§ **WORK REQUIRED**: Convert every line of the rows below into a two-column Markdown table, with No. holding a sequential number and Line holding the line itself. Omit blank lines.

+++ RECORD EXCERPTS +++

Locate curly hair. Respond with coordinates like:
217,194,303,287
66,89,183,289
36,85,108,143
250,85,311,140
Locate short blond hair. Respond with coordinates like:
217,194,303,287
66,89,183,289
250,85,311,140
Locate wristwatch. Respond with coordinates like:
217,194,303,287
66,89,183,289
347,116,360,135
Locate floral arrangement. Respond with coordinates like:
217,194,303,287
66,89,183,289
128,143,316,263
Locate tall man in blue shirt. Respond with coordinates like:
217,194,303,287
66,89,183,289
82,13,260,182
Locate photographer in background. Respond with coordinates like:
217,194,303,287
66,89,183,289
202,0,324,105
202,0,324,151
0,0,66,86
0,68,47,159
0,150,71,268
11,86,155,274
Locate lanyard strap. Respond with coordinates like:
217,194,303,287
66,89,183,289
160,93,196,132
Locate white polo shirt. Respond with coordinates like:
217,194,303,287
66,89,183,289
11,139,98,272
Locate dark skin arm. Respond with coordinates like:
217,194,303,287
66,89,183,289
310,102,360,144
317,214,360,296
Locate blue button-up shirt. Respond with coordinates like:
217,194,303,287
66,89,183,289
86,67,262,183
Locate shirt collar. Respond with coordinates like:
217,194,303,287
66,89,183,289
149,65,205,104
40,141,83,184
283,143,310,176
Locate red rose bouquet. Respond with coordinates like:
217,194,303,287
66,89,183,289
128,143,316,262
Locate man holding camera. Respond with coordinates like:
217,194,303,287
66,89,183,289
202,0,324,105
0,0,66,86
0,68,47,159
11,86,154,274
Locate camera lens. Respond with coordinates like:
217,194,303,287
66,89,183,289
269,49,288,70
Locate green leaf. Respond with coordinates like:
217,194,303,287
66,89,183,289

+++

§ **TASK OUTPUT**:
| No. | Line |
|---|---|
| 1 | Locate curly hair. Respond with coordinates like: |
| 2 | 217,194,303,287 |
| 3 | 66,89,183,289 |
| 4 | 36,85,108,143 |
| 5 | 250,85,311,140 |
| 6 | Locate short blond hair. Respond with coordinates like: |
| 7 | 217,194,303,287 |
| 8 | 66,89,183,289 |
| 9 | 250,85,311,140 |
| 10 | Locate wristwatch. Respond with coordinates like: |
| 11 | 217,194,303,287 |
| 12 | 66,89,183,289 |
| 13 | 347,116,360,135 |
| 14 | Locate floral arrangement. Respond with coordinates like: |
| 15 | 217,194,303,287 |
| 16 | 66,89,183,289 |
| 17 | 128,143,316,263 |
| 18 | Locate tall man in blue shirt. Respond with coordinates like: |
| 19 | 217,194,303,287 |
| 20 | 66,89,183,289 |
| 21 | 82,13,260,182 |
| 22 | Locate photographer in background. Respond with coordinates like: |
| 23 | 217,194,303,287 |
| 24 | 66,89,183,289 |
| 25 | 202,0,324,105 |
| 26 | 202,0,324,151 |
| 27 | 0,0,66,86 |
| 28 | 0,68,47,159 |
| 29 | 0,150,71,268 |
| 30 | 11,86,155,274 |
| 31 | Locate lanyard strap. Respond with coordinates like: |
| 32 | 217,194,303,287 |
| 33 | 66,89,183,289 |
| 34 | 160,93,196,132 |
| 35 | Locate white polo shirt. Respond with coordinates like: |
| 36 | 217,194,303,287 |
| 37 | 66,89,183,289 |
| 38 | 11,139,98,272 |
| 39 | Locate dark skin arm. Respond with coordinates like: |
| 40 | 217,194,303,287 |
| 41 | 66,89,183,289 |
| 42 | 310,102,360,144 |
| 43 | 317,214,360,296 |
| 44 | Locate blue button-up shirt. Respond with coordinates like: |
| 45 | 217,194,303,287 |
| 46 | 66,89,183,289 |
| 47 | 86,67,262,183 |
| 48 | Locate shirt collar. Respond with coordinates like: |
| 49 | 217,194,303,287 |
| 50 | 66,89,183,289 |
| 51 | 149,65,205,104 |
| 52 | 40,141,83,184 |
| 53 | 283,143,310,176 |
| 54 | Locate red rose bouquet. Respond with coordinates like: |
| 55 | 217,194,303,287 |
| 56 | 66,89,183,289 |
| 57 | 128,143,316,262 |
| 58 | Locate man holding camera. Respond with coordinates like: |
| 59 | 217,194,303,287 |
| 60 | 66,89,183,289 |
| 61 | 202,0,324,105 |
| 62 | 0,0,66,86 |
| 63 | 0,68,47,159 |
| 64 | 11,86,154,274 |
| 65 | Locate camera lens. Respond with coordinates like: |
| 66 | 217,194,303,287 |
| 67 | 66,89,183,289 |
| 68 | 269,49,288,70 |
| 69 | Locate green leaf. Respond with coordinates like: |
| 70 | 217,194,303,287 |
| 71 | 66,89,183,289 |